WHAT YOU WILL DO » Pull every line containing "below" from the entries.

Referring expression data:
▼
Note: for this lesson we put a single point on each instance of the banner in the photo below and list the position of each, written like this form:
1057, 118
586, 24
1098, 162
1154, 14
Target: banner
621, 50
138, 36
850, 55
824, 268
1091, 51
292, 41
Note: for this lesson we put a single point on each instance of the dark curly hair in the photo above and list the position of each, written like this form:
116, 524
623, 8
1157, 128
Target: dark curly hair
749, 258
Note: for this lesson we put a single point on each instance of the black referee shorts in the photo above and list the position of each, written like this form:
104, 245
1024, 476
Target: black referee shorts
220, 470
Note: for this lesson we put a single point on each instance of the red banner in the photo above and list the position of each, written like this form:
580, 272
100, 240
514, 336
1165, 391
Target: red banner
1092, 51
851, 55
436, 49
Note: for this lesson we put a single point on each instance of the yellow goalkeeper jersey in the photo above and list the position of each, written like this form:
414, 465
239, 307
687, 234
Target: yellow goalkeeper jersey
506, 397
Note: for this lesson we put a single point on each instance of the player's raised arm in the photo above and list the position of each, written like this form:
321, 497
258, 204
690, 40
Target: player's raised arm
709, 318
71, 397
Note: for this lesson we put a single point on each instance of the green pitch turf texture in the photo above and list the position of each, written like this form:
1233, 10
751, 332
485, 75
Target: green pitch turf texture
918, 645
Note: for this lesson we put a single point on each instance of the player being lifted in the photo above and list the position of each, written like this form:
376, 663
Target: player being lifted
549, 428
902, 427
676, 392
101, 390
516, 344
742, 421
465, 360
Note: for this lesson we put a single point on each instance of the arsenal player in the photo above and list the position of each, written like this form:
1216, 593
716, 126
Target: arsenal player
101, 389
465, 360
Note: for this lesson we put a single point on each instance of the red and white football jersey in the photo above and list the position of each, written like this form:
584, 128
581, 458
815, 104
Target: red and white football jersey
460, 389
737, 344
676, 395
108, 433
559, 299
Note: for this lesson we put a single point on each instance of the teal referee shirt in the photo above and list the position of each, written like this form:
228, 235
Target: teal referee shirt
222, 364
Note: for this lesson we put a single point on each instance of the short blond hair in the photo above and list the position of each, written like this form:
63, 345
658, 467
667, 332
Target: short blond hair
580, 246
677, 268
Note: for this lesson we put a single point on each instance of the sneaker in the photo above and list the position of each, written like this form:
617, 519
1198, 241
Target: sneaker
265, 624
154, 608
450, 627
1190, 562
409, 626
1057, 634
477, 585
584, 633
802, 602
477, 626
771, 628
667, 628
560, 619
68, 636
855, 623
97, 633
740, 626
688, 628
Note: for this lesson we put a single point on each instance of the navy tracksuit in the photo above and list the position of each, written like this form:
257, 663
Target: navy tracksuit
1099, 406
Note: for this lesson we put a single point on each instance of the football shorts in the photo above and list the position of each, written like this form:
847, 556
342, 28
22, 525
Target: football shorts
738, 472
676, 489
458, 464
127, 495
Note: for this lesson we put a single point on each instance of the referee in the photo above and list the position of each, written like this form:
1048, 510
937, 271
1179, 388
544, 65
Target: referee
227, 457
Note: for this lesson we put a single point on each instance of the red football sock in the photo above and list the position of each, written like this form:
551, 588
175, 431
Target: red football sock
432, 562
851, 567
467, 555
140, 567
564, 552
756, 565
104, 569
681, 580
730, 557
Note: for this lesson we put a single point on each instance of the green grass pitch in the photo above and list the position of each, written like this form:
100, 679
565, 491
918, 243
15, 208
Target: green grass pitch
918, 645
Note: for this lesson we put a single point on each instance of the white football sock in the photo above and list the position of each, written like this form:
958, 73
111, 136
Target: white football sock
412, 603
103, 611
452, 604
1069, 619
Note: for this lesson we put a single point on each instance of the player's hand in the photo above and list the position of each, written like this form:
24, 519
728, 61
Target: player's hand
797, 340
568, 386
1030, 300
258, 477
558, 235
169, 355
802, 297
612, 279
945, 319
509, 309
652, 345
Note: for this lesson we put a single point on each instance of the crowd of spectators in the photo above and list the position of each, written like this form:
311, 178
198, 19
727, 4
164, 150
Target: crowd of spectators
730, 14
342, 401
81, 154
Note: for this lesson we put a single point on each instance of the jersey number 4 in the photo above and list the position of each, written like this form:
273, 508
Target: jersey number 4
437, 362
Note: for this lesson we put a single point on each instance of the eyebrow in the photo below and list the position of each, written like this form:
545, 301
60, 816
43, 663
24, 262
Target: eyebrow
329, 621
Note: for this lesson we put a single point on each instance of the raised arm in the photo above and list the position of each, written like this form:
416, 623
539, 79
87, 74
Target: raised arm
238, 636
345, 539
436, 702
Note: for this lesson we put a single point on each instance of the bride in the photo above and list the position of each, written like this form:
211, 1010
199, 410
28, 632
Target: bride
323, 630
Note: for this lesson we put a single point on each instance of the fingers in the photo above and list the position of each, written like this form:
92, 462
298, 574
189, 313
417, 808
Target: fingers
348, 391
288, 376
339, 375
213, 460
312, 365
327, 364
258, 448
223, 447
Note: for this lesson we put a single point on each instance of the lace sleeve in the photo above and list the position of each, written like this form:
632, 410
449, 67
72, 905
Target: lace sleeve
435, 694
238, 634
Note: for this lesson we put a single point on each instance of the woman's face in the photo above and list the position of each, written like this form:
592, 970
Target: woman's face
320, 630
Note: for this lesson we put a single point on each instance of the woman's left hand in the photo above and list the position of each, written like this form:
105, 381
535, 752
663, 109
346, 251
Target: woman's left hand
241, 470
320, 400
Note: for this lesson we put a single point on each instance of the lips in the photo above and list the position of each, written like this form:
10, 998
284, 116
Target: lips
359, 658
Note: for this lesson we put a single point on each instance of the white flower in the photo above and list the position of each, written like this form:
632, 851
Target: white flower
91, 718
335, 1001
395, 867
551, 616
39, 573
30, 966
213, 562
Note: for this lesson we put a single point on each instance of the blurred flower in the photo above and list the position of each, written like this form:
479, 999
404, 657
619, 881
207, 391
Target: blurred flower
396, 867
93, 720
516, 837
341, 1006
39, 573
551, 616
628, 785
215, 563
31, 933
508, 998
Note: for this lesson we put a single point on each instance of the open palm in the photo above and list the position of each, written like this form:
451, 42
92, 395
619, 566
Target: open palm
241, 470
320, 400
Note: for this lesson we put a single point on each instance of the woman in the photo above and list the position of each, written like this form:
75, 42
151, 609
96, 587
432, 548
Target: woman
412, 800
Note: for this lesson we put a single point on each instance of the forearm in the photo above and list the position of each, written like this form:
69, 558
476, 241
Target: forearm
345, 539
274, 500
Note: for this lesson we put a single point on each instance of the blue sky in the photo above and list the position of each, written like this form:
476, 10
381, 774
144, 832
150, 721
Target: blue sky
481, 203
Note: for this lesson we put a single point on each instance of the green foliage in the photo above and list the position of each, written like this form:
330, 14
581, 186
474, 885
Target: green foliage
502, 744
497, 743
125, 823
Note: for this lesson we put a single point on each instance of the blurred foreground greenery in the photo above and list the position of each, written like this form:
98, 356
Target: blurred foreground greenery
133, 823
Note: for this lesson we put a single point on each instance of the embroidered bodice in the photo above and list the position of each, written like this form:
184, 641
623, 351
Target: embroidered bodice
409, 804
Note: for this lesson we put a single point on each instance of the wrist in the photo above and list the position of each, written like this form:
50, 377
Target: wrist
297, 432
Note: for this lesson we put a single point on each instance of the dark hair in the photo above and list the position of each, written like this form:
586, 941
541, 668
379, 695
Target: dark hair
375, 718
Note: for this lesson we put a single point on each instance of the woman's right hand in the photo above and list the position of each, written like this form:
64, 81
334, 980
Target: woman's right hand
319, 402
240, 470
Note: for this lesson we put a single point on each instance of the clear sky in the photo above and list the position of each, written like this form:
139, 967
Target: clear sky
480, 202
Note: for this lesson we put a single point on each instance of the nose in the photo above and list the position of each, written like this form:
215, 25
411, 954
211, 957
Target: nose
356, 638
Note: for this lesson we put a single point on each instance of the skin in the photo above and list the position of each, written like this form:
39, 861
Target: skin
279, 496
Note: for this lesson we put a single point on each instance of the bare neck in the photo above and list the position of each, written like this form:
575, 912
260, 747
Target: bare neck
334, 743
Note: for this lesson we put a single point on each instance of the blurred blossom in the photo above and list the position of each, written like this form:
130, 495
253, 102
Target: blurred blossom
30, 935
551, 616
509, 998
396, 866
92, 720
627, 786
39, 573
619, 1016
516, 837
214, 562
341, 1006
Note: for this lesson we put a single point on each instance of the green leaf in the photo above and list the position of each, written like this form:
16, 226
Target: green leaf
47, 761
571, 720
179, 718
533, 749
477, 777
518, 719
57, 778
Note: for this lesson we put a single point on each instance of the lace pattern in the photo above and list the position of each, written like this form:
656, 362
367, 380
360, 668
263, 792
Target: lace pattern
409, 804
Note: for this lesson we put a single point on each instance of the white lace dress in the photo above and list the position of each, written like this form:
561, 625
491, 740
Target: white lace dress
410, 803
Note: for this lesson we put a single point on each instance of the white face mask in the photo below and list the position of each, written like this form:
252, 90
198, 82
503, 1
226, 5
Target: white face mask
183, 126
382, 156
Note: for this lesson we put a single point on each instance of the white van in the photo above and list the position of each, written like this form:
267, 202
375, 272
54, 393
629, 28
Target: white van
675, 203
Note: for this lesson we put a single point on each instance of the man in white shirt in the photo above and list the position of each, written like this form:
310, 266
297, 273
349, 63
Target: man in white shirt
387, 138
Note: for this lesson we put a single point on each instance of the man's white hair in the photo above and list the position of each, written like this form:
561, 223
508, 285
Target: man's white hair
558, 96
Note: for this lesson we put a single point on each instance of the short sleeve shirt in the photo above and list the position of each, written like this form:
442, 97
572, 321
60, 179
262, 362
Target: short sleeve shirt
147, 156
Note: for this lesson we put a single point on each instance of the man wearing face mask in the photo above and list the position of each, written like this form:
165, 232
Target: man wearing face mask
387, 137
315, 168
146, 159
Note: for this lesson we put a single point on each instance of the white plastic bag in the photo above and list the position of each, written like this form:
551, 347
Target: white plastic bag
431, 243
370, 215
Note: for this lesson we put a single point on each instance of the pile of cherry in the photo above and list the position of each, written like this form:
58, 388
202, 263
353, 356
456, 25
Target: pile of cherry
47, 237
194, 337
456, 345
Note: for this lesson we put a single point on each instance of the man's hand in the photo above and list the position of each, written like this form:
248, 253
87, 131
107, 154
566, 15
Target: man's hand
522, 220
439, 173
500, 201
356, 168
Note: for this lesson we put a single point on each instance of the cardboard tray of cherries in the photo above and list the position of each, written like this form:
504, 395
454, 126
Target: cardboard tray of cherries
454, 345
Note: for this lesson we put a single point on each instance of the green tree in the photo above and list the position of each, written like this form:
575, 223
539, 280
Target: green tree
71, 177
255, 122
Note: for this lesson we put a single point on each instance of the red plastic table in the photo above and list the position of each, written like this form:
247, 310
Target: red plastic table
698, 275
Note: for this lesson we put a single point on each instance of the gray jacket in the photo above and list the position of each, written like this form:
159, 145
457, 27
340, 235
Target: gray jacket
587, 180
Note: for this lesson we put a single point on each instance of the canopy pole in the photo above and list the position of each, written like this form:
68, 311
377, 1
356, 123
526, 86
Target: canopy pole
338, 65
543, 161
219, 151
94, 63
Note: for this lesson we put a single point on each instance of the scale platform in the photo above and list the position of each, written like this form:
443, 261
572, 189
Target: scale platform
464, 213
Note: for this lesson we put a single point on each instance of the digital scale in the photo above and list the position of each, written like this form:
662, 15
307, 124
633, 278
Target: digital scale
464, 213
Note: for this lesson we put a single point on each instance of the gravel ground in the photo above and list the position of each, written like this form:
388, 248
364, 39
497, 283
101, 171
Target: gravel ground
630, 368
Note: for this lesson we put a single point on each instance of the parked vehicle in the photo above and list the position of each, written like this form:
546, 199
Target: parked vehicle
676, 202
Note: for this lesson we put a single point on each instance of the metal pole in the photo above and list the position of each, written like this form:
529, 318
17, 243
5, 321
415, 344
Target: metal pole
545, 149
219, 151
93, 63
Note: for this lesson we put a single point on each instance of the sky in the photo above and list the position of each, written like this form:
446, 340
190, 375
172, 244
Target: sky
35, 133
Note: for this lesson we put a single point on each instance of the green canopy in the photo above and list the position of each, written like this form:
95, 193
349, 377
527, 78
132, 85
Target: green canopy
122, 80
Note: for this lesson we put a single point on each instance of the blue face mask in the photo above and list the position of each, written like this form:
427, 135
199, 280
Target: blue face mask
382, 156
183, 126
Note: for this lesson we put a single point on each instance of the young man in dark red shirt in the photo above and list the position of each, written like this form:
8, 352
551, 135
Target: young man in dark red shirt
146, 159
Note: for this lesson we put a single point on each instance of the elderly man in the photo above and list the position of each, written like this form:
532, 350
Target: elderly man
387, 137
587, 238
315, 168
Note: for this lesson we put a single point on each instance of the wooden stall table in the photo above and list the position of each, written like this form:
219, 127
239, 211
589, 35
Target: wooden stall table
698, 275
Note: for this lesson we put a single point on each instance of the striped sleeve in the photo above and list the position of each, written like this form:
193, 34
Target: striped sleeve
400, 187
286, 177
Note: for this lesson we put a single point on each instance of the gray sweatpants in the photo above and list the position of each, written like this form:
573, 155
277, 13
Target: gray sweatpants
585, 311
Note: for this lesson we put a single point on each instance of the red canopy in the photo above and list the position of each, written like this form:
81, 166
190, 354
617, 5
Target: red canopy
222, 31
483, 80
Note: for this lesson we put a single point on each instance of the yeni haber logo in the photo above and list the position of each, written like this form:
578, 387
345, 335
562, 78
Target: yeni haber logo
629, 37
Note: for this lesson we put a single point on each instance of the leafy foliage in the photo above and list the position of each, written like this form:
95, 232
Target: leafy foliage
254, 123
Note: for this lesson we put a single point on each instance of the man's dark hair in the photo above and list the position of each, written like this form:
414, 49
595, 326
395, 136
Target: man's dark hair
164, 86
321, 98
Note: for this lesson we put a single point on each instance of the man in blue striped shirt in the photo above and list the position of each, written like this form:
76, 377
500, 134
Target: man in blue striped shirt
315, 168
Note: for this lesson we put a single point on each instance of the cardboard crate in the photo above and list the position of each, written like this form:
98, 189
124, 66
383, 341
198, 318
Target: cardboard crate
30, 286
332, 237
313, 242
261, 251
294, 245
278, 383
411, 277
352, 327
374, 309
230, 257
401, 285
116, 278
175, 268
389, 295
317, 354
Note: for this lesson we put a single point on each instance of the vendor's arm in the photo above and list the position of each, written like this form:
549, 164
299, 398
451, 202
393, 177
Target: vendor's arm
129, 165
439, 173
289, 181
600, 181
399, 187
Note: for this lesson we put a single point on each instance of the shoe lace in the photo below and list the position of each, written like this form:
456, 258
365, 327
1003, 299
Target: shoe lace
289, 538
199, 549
▲
THE COMPLETED TASK »
Note: for this lesson we put a single point on each instance of the banner in the photo below and list the position of each, written like this form:
Note: for this lesson we put a single point on each instance of the eyebrow in the photo below and list the position of each, written like this form:
Note: for this lesson we put a single point on each instance of the white face mask in the photo below and list the position of each, written like this form:
Note: for this lesson we put a single point on each instance of the shoe lace in the photo below and list the position of each, written like this form:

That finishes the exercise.